設定課題 1: 一覧のうち、「Please put a dot on every instance of the waterfront」を含む行から「<point>21,106</point>」を含む行までを、両端の行も含めて一字一句変えずに複製してください。

提供本文:
┌──

小説『僕は失くした恋しか歌えない』と歌集『銀河一族』が、11月末に同時刊行された歌人・作家の小佐野彈(おさの・だん)さん。

性的指向に悩み、葛藤し続けていた自身をモデルに描いた青春小説と、政商一族に生まれた自身のルーツを歌った歌集。二つの作品の関係を「小説は歌集の、ものすごく長い詞書(ことばがき)としてあるような気もしています」と小佐野さんは話す。

小説のあいだに詠まれる歌が、情景を際立たせる――。そんな散文と韻文が呼応し合うスタイルは、詩歌に馴染みのない読者にも、歌と感情の強い結びつきを感じさせるだろう。

「小佐野さんの『伊勢物語』を書いてみませんか」。自身が書いたエッセイを読んだ編集者の一言から始まった作品について、小佐野さんに聞いた。(取材・文/塚田恭子)

●「文学はグラデーションにある」

<僕は子供の頃から、二元論が苦手だ。女と男、右翼と左翼、保守と革新、善と悪。あらゆる二元論が、僕たちの生きる世界を息苦しくしていると感じながら生きていた。

擁(いだ)きあうときあなたから匂い立つ雌雄それぞれわたしのものだ>

(「序、ほとりぐらし」)

<儚げなひとが、儚げな笑顔を見せる。
月並みな喩(たとえ)だけれども、なんとなく、散り際の花弁のようだ、と思った。

淡桃(うすもも)の笑顔とろりとこぼしたる君とくだれば坂 なまぬるい>

(「2、アイコちゃんと僕」)

<「俺は俺だよ。ただ、男が好きなだけ。それも、昔から変わらない。ずっと変わらないし、きっとこれからも変わらない。誰のせいでもないし、誰も悪くないよ」
僕の言葉を聞いて母は、
「わかった。安心したわ」

└──

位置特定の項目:
┌──

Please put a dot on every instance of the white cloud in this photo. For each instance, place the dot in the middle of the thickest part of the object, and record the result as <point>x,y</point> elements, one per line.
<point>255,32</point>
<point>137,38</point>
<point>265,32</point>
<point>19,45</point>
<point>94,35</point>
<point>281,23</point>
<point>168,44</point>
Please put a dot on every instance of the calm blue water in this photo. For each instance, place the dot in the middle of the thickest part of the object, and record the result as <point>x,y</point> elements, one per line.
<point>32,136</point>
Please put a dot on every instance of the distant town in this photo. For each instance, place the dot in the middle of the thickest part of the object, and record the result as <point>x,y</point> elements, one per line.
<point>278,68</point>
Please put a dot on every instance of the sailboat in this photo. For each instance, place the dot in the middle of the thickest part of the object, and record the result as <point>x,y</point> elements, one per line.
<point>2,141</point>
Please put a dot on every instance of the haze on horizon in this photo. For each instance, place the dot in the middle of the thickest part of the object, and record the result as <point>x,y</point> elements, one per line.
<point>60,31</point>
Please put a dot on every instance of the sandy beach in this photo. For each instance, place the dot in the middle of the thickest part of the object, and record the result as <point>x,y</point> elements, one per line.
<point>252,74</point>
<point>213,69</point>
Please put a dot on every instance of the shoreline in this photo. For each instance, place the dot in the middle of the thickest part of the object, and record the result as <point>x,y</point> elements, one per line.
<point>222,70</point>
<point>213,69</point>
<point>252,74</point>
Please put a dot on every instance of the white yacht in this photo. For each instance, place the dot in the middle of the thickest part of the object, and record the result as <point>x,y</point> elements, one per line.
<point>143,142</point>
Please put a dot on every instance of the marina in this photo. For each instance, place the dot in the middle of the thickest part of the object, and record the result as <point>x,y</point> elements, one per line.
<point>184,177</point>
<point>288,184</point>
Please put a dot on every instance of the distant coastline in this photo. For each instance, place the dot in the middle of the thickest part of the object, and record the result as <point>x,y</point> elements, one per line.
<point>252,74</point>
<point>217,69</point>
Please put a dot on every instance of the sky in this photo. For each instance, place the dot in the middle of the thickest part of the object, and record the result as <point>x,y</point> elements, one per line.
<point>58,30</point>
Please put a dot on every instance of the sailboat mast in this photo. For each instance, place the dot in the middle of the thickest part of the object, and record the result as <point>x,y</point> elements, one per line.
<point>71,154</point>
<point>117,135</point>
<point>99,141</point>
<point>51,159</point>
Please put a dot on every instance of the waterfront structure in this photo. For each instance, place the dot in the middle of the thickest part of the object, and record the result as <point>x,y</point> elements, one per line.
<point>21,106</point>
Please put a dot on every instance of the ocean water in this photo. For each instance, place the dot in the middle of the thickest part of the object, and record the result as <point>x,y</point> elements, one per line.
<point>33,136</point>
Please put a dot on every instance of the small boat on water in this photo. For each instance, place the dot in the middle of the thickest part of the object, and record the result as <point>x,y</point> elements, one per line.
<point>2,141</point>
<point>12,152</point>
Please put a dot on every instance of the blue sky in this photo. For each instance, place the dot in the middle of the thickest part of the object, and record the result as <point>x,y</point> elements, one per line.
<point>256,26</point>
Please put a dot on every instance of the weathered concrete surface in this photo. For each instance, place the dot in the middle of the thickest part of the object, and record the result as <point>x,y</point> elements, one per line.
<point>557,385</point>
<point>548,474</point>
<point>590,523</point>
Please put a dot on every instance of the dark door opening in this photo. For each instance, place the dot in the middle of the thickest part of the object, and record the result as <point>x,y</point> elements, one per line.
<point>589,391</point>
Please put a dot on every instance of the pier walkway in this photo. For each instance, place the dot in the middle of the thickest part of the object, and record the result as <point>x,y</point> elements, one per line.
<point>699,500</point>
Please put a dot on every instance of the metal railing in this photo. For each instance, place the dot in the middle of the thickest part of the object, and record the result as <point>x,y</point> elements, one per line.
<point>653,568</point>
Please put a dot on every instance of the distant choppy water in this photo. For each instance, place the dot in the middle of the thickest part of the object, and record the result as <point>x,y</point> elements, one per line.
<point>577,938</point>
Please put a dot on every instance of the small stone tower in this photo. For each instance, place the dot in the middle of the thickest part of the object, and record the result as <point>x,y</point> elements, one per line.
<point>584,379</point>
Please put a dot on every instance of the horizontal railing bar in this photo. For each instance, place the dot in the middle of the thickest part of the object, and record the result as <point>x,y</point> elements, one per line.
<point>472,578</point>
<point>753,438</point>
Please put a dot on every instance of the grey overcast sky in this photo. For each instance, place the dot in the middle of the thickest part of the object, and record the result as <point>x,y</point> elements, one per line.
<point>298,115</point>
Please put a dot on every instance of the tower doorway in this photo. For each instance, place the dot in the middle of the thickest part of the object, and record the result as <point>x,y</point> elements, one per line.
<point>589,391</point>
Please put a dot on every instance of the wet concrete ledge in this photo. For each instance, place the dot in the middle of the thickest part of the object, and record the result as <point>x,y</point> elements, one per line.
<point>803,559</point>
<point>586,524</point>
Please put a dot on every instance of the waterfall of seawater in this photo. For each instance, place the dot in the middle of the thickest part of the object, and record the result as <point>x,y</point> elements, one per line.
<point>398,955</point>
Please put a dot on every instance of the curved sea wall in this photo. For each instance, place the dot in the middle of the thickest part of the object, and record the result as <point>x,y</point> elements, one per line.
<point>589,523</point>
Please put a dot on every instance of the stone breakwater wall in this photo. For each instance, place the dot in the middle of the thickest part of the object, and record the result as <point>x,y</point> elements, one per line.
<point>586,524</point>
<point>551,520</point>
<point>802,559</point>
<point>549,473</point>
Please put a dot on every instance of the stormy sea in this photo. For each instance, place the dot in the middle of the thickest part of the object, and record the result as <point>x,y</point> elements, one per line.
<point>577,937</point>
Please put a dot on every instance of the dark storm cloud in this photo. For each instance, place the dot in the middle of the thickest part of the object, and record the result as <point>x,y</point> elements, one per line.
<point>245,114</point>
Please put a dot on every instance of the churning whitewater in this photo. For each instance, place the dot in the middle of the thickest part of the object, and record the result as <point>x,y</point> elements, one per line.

└──

設定課題 2: 本文の「小説のあいだに詠まれる歌が、」から「月並みな喩(たとえ)だけれども、なんとなく、散り際の花弁のようだ、と思った。」までを両端も含めて書き直し、その際「二元論」を「二項対立」に置き換えてください。

演習結果 1:
Please put a dot on every instance of the waterfront structure in this photo. For each instance, place the dot in the middle of the thickest part of the object, and record the result as <point>x,y</point> elements, one per line.
<point>21,106</point>

演習結果 2:
小説のあいだに詠まれる歌が、情景を際立たせる――。そんな散文と韻文が呼応し合うスタイルは、詩歌に馴染みのない読者にも、歌と感情の強い結びつきを感じさせるだろう。

「小佐野さんの『伊勢物語』を書いてみませんか」。自身が書いたエッセイを読んだ編集者の一言から始まった作品について、小佐野さんに聞いた。(取材・文/塚田恭子)

●「文学はグラデーションにある」

<僕は子供の頃から、二項対立が苦手だ。女と男、右翼と左翼、保守と革新、善と悪。あらゆる二項対立が、僕たちの生きる世界を息苦しくしていると感じながら生きていた。

擁(いだ)きあうときあなたから匂い立つ雌雄それぞれわたしのものだ>

(「序、ほとりぐらし」)

<儚げなひとが、儚げな笑顔を見せる。
月並みな喩(たとえ)だけれども、なんとなく、散り際の花弁のようだ、と思った。